─── ITEMS

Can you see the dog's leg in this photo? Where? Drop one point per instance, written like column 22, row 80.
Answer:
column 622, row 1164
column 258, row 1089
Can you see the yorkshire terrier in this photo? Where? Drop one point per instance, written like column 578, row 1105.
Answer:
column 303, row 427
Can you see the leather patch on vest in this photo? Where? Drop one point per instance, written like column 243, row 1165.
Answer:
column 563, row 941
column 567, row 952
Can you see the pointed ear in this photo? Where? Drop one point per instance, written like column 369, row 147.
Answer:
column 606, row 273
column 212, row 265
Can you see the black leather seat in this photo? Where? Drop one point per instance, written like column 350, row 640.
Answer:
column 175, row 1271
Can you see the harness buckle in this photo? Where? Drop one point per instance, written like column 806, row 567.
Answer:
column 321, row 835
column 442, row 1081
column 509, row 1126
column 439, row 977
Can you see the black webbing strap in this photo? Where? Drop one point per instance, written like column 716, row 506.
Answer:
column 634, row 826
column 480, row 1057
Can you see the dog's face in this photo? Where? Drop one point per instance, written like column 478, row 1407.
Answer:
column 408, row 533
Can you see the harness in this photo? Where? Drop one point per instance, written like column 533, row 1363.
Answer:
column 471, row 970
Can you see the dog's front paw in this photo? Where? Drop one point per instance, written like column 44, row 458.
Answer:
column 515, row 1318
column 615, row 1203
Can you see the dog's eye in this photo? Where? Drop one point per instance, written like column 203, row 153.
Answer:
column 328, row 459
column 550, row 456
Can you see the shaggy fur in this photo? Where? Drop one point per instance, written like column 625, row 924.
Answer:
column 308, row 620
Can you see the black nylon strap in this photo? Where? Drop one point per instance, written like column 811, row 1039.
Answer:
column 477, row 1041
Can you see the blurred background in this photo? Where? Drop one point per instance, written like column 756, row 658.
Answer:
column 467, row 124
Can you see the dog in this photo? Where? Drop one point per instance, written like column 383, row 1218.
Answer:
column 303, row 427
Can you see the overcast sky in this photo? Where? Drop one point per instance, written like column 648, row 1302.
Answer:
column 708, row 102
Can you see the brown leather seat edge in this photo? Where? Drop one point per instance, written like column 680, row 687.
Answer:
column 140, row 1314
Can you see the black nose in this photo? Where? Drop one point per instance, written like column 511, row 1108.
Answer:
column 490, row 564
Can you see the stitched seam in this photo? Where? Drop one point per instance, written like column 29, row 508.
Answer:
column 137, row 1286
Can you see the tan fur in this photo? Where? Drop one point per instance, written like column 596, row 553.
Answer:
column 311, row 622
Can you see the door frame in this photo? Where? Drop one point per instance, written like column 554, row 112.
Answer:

──────

PROBLEM: Give the listing above again with every "this photo" swapped for "this image", leaving all else unchanged.

SOLUTION TO THIS PROBLEM:
Can you see the dog's leg in this image? Where? Drop one point per instance, written like column 22, row 80.
Answer:
column 622, row 1164
column 258, row 1089
Can you see the yorkshire terrier in this image? Where? Drop one point per instance, written like column 578, row 1105.
Answer:
column 303, row 427
Can you see the leather patch on vest in this image? Where? Drop one point per instance, written like column 243, row 1165.
Answer:
column 563, row 941
column 567, row 952
Can you see the pointed ear in this image? Where? Drop one point per instance, written like column 369, row 147.
Answer:
column 606, row 273
column 212, row 265
Can you see the black leather seat in this image? Where? Drop one point per instance, written like column 350, row 640.
Answer:
column 175, row 1271
Can you see the harness buckle in this image? Where? Drop one point per instance, written like column 806, row 567.
Answer:
column 321, row 835
column 442, row 1081
column 509, row 1126
column 439, row 977
Can you see the black webbing strap in this image? Where? Drop one point per instance, written like column 716, row 506.
Answer:
column 634, row 826
column 480, row 1057
Can you see the dog's face in this image? Where? Drop one point per instance, written like column 478, row 1407.
Answer:
column 408, row 533
Can you see the harness in this image? Where? Drop one point per instance, written like column 533, row 1363.
Answer:
column 471, row 970
Can you see the dog's front paw in this image? Where? Drop one point per instance, written like column 44, row 458.
Answer:
column 515, row 1318
column 615, row 1203
Can you see the dog's eye in this image? Where? Drop one point per instance, written like column 203, row 153.
Answer:
column 328, row 459
column 550, row 456
Can you see the shaggy fur in this image? Where? Drop one point per instance, written like column 625, row 924.
Answer:
column 308, row 620
Can you see the black nylon strap in this image? Where? Drop one point per instance, written like column 811, row 1039.
Answer:
column 477, row 1041
Can you see the blurred background in this image? Where? Drop one point per instance, written like column 756, row 658.
Answer:
column 467, row 124
Can you see the dog in this image? Where? Drop one point per instance, written like column 383, row 1218.
Answer:
column 303, row 427
Can you see the overcast sky in this image? Where? Drop one point per instance, written like column 648, row 1302.
Answer:
column 708, row 102
Can you see the brown leather seat edge in this image? Where? Drop one point per instance, written like column 680, row 687.
Answer:
column 140, row 1314
Can you see the black nose in this image? Where? Drop one point per instance, written like column 511, row 1108.
Answer:
column 490, row 564
Can you see the stitched seam in this image? Where? Drop one point per instance, written like column 29, row 508.
Answer:
column 137, row 1286
Can you see the tan fur in this image? Where? Drop one point per instance, written like column 596, row 553.
Answer:
column 311, row 622
Can you see the door frame in this image? Where? Drop one point per instance, written like column 554, row 112.
Answer:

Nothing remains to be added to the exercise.